=== Problem statement ===
Please retype all of the following entries exactly.

** Exercise data follows **

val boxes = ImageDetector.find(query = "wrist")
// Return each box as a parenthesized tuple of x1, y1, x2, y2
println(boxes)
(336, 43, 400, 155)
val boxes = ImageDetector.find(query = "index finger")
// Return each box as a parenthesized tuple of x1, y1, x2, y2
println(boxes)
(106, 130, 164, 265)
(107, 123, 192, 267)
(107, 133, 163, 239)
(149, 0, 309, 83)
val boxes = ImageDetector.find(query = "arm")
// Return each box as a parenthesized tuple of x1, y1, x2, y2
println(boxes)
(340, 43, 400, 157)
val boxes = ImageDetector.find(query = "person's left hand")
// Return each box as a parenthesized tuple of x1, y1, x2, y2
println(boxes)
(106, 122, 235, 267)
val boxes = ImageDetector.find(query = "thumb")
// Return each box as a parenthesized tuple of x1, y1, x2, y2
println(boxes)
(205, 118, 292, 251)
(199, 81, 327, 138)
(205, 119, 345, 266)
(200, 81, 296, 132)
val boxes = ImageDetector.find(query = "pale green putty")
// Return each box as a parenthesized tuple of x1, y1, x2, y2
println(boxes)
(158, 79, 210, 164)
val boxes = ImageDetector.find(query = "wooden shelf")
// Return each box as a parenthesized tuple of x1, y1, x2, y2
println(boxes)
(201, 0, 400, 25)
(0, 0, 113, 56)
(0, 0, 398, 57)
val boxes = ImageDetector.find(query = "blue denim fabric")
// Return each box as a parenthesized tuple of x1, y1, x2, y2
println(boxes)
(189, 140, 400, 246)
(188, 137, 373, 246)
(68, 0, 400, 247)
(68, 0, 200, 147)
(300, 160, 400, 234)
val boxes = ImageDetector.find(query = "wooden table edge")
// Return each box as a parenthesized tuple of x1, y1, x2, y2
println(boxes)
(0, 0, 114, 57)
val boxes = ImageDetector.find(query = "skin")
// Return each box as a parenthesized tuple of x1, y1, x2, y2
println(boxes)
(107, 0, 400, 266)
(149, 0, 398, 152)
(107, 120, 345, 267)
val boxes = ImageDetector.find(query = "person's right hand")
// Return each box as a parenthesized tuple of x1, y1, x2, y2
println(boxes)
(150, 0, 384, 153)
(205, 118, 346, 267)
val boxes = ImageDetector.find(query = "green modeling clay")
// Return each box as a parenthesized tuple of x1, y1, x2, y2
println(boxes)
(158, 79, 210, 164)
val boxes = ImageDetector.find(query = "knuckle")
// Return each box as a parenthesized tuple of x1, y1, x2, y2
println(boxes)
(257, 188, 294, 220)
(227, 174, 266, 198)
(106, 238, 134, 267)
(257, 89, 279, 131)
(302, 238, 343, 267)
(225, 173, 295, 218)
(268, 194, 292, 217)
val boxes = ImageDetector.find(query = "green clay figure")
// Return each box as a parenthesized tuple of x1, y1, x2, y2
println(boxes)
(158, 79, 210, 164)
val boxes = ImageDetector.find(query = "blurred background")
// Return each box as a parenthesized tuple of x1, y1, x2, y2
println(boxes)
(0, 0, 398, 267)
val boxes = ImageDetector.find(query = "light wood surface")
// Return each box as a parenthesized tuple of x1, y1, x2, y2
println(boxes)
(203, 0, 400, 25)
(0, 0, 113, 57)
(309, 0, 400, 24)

** End of Exercise data **

=== Task answer ===
val boxes = ImageDetector.find(query = "wrist")
// Return each box as a parenthesized tuple of x1, y1, x2, y2
println(boxes)
(336, 43, 400, 155)
val boxes = ImageDetector.find(query = "index finger")
// Return each box as a parenthesized tuple of x1, y1, x2, y2
println(boxes)
(106, 130, 164, 265)
(107, 123, 192, 267)
(107, 133, 163, 239)
(149, 0, 309, 83)
val boxes = ImageDetector.find(query = "arm")
// Return each box as a parenthesized tuple of x1, y1, x2, y2
println(boxes)
(340, 43, 400, 157)
val boxes = ImageDetector.find(query = "person's left hand")
// Return each box as a parenthesized tuple of x1, y1, x2, y2
println(boxes)
(106, 122, 235, 267)
val boxes = ImageDetector.find(query = "thumb")
// Return each box as a parenthesized tuple of x1, y1, x2, y2
println(boxes)
(205, 118, 292, 251)
(199, 81, 327, 138)
(205, 119, 345, 266)
(200, 81, 296, 132)
val boxes = ImageDetector.find(query = "pale green putty")
// Return each box as a parenthesized tuple of x1, y1, x2, y2
println(boxes)
(158, 79, 210, 164)
val boxes = ImageDetector.find(query = "wooden shelf")
// Return each box as a parenthesized tuple of x1, y1, x2, y2
println(boxes)
(201, 0, 400, 25)
(0, 0, 113, 56)
(0, 0, 398, 57)
val boxes = ImageDetector.find(query = "blue denim fabric")
// Return each box as a parenthesized tuple of x1, y1, x2, y2
println(boxes)
(189, 140, 400, 246)
(188, 137, 373, 246)
(68, 0, 400, 247)
(68, 0, 200, 147)
(300, 160, 400, 234)
val boxes = ImageDetector.find(query = "wooden table edge")
// Return each box as a parenthesized tuple of x1, y1, x2, y2
println(boxes)
(0, 0, 114, 57)
val boxes = ImageDetector.find(query = "skin")
// Return each box as a parenthesized tuple of x1, y1, x2, y2
println(boxes)
(107, 0, 400, 266)
(149, 0, 398, 152)
(107, 120, 345, 267)
val boxes = ImageDetector.find(query = "person's right hand")
// Return each box as a parenthesized tuple of x1, y1, x2, y2
println(boxes)
(150, 0, 384, 153)
(205, 118, 346, 267)
val boxes = ImageDetector.find(query = "green modeling clay")
// Return each box as a parenthesized tuple of x1, y1, x2, y2
println(boxes)
(158, 79, 210, 164)
val boxes = ImageDetector.find(query = "knuckle")
// Return each box as a parenthesized tuple of x1, y1, x2, y2
println(boxes)
(257, 188, 294, 220)
(227, 174, 266, 198)
(106, 238, 134, 267)
(257, 89, 279, 131)
(302, 238, 343, 267)
(225, 173, 295, 218)
(268, 194, 292, 217)
val boxes = ImageDetector.find(query = "green clay figure")
// Return each box as a parenthesized tuple of x1, y1, x2, y2
println(boxes)
(158, 79, 210, 164)
val boxes = ImageDetector.find(query = "blurred background")
// Return each box as a parenthesized tuple of x1, y1, x2, y2
println(boxes)
(0, 0, 398, 267)
val boxes = ImageDetector.find(query = "light wood surface")
// Return each box as a parenthesized tuple of x1, y1, x2, y2
println(boxes)
(203, 0, 400, 25)
(0, 0, 113, 57)
(309, 0, 400, 24)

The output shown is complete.